■ Task requirements:
The lines to copy are those in the records below that hold the word "prompts".

[Dataset entries]
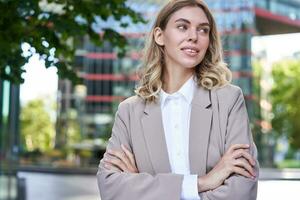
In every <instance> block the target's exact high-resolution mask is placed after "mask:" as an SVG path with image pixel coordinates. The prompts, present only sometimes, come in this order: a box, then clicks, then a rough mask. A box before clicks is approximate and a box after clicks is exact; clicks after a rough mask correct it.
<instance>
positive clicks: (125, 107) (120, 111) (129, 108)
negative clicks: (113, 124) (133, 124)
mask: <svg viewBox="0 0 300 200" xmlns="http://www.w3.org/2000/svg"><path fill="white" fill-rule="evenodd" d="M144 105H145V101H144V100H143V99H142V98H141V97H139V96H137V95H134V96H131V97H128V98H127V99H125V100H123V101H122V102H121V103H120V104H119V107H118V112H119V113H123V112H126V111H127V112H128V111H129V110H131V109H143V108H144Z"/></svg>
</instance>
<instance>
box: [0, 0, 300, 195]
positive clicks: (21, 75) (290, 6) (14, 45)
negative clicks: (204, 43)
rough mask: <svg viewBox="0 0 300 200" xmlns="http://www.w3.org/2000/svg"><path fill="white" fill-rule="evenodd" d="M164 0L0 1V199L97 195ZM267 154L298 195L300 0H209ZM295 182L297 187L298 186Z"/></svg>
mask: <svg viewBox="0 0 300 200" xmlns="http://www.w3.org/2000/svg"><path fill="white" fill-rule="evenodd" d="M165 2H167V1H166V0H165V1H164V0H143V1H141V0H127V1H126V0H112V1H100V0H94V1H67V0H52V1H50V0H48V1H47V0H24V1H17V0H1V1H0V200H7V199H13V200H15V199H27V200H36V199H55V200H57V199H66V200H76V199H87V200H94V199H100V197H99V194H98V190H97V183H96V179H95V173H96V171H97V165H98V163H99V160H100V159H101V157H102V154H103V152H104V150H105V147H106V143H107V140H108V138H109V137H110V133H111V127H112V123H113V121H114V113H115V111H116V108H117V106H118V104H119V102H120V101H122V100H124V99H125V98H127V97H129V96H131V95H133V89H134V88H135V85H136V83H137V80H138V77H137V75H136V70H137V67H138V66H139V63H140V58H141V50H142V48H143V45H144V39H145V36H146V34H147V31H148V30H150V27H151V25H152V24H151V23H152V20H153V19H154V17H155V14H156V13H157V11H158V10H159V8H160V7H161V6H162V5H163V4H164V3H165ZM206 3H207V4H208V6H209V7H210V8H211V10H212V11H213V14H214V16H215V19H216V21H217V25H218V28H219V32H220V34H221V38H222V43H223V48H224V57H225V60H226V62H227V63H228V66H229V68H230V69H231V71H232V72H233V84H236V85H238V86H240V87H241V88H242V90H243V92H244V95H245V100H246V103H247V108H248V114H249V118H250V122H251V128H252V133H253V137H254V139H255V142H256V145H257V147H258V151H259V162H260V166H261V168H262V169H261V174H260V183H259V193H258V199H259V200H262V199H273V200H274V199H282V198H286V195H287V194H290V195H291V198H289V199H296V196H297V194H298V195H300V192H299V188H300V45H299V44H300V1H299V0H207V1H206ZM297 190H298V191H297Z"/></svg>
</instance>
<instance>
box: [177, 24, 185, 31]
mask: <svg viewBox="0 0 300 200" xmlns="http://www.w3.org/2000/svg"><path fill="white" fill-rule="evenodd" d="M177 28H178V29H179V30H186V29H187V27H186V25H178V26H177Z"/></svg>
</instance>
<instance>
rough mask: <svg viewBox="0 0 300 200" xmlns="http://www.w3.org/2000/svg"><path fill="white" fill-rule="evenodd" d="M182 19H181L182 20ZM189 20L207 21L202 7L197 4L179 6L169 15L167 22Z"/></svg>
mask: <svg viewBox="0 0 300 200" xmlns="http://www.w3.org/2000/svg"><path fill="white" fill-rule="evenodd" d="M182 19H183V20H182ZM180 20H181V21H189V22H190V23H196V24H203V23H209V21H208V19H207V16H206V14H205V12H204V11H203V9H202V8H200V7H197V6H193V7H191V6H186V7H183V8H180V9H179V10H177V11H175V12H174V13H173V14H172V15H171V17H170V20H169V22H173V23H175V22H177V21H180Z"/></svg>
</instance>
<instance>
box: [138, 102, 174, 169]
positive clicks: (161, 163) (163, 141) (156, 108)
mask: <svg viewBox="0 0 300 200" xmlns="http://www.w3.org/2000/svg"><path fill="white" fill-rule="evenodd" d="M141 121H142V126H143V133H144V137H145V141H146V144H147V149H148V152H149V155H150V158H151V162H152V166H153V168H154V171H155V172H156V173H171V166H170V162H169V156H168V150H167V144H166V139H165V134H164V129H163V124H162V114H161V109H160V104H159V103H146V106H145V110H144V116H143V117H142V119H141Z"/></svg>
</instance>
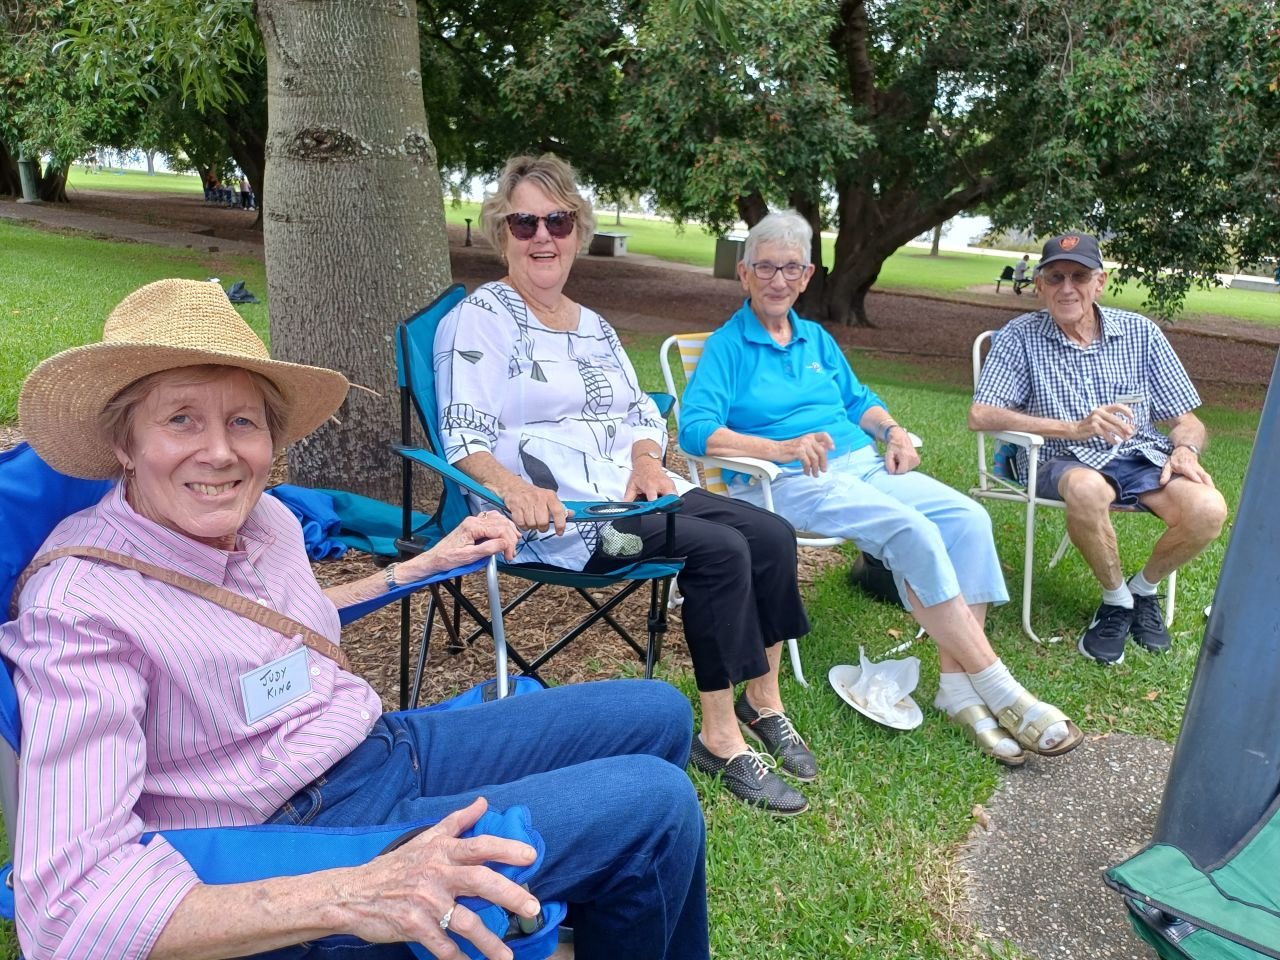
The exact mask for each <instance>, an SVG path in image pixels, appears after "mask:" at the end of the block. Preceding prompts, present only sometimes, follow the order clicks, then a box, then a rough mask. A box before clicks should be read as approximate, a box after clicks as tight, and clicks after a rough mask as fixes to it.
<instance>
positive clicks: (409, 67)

■ Exercise solution:
In every <instance> block the target's exact high-resolution mask is placed after "mask:" as an SVG path with image pixel coordinates. The prompts, present only sometimes, come in this order: a box, then clicks, then a rough mask. A box before clicks is approximate and a box after clicks is exact; clicks after a rough mask correct it.
The exact mask for each <instance>, an SVG path in image pixels, appears after "mask:" at the end of the block. Preceding prompts, present only sometimes, follow the order clicks, then a box, then a rough mask. A box before clicks should be read as approximate, a box after clicks as tight, and clicks after a rough mask as fixes to it.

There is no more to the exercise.